The records below must be copied out completely and exactly.
"""
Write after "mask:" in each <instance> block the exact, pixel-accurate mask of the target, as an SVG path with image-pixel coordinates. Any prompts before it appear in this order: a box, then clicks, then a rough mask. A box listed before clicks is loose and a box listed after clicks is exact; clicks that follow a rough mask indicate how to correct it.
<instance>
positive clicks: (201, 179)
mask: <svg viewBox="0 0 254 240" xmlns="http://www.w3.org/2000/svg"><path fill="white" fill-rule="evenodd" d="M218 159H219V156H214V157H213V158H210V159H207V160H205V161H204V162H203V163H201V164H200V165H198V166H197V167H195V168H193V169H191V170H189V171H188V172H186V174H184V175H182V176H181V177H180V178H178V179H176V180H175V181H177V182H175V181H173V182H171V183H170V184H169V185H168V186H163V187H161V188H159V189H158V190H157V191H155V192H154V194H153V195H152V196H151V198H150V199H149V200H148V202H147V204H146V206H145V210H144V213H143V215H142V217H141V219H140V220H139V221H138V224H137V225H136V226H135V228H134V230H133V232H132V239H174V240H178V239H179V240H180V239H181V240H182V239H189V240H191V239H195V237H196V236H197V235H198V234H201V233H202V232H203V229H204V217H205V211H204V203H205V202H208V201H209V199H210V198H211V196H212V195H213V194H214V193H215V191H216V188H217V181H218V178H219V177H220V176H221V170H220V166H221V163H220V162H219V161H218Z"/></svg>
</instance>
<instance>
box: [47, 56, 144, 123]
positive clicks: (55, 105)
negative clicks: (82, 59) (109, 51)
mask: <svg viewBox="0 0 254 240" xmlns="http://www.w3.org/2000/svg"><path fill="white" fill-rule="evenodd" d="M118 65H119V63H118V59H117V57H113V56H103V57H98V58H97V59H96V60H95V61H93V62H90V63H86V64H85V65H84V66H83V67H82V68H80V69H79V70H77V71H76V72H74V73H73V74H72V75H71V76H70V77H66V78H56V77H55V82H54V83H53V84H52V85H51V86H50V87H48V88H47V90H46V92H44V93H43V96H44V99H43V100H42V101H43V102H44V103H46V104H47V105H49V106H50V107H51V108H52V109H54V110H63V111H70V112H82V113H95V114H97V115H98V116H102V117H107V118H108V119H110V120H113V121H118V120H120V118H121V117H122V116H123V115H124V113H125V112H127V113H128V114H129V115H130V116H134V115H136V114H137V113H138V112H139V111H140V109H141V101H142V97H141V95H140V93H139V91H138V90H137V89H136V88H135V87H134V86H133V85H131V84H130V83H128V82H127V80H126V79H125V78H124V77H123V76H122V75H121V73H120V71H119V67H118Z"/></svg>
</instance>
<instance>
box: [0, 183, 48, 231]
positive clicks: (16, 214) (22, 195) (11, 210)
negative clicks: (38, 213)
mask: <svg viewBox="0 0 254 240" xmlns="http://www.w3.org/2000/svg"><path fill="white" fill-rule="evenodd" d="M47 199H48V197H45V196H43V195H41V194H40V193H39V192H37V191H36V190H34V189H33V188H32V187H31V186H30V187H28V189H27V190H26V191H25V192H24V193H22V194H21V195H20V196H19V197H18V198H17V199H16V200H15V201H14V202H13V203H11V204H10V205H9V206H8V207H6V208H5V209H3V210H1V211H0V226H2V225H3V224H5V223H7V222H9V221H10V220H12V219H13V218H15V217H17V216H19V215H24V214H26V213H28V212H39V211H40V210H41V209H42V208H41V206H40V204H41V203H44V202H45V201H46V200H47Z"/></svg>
"""
## Expected answer:
Write after "mask:" in each <instance> block the exact, pixel-accurate mask of the target, as an SVG path with image-pixel coordinates. Any prompts before it appear in this order: a box, then clicks, then a rough mask. A box listed before clicks is loose and a box listed after clicks is exact; clicks that follow a rough mask indicate how to correct it.
<instance>
positive clicks: (201, 179)
mask: <svg viewBox="0 0 254 240" xmlns="http://www.w3.org/2000/svg"><path fill="white" fill-rule="evenodd" d="M218 159H219V156H214V157H213V158H210V159H207V160H205V161H204V162H203V163H201V164H200V165H198V166H197V167H195V168H193V169H191V170H189V171H188V172H186V174H184V175H182V176H181V177H180V178H178V179H176V180H175V181H177V182H175V181H173V182H171V183H170V184H169V185H168V186H163V187H161V188H159V189H158V190H157V191H155V192H154V194H153V195H152V196H151V198H150V199H149V200H148V202H147V204H146V206H145V210H144V213H143V215H142V217H141V219H140V220H139V221H138V224H137V225H136V226H135V228H134V230H133V232H132V239H174V240H178V239H179V240H180V239H181V240H182V239H189V240H191V239H195V237H196V236H197V235H198V234H201V233H202V232H203V229H204V217H205V211H204V203H205V202H208V201H209V199H210V198H211V196H212V195H213V194H214V193H215V191H216V188H217V181H218V178H219V177H220V176H221V170H220V166H221V163H220V162H219V161H218Z"/></svg>
</instance>
<instance>
box: [47, 56, 144, 123]
positive clicks: (55, 105)
negative clicks: (82, 59) (109, 51)
mask: <svg viewBox="0 0 254 240" xmlns="http://www.w3.org/2000/svg"><path fill="white" fill-rule="evenodd" d="M118 65H119V63H118V59H117V57H113V56H103V57H98V58H97V59H96V60H95V61H93V62H90V63H86V64H85V65H84V66H83V67H82V68H80V69H79V70H77V71H76V72H74V73H73V74H72V75H71V76H70V77H66V78H56V77H55V82H54V83H53V84H52V85H51V86H50V87H48V88H47V90H46V92H44V93H43V96H44V99H43V100H42V101H43V102H44V103H46V104H47V105H49V106H50V107H51V108H52V109H54V110H63V111H70V112H82V113H95V114H97V115H98V116H102V117H107V118H108V119H110V120H113V121H118V120H120V118H121V117H122V116H123V115H124V113H125V112H127V113H128V114H129V115H130V116H134V115H136V114H137V113H138V112H139V111H140V109H141V101H142V97H141V95H140V93H139V91H138V90H137V89H136V88H135V87H134V86H133V85H131V84H130V83H128V82H127V80H126V79H125V78H124V77H123V76H122V75H121V73H120V71H119V67H118Z"/></svg>
</instance>
<instance>
box: [0, 183, 48, 231]
positive clicks: (16, 214) (22, 195) (11, 210)
negative clicks: (38, 213)
mask: <svg viewBox="0 0 254 240" xmlns="http://www.w3.org/2000/svg"><path fill="white" fill-rule="evenodd" d="M47 199H48V197H45V196H43V195H41V194H40V193H39V192H37V191H36V190H34V189H33V188H32V187H31V186H30V187H28V189H27V190H26V191H25V192H24V193H22V194H21V195H20V196H19V197H18V198H17V199H16V200H15V201H14V202H13V203H11V204H10V205H9V206H8V207H6V208H5V209H3V210H1V211H0V226H2V225H3V224H5V223H7V222H9V221H10V220H12V219H13V218H15V217H17V216H19V215H24V214H26V213H28V212H39V211H40V210H41V209H42V208H41V206H40V204H41V203H44V202H45V201H46V200H47Z"/></svg>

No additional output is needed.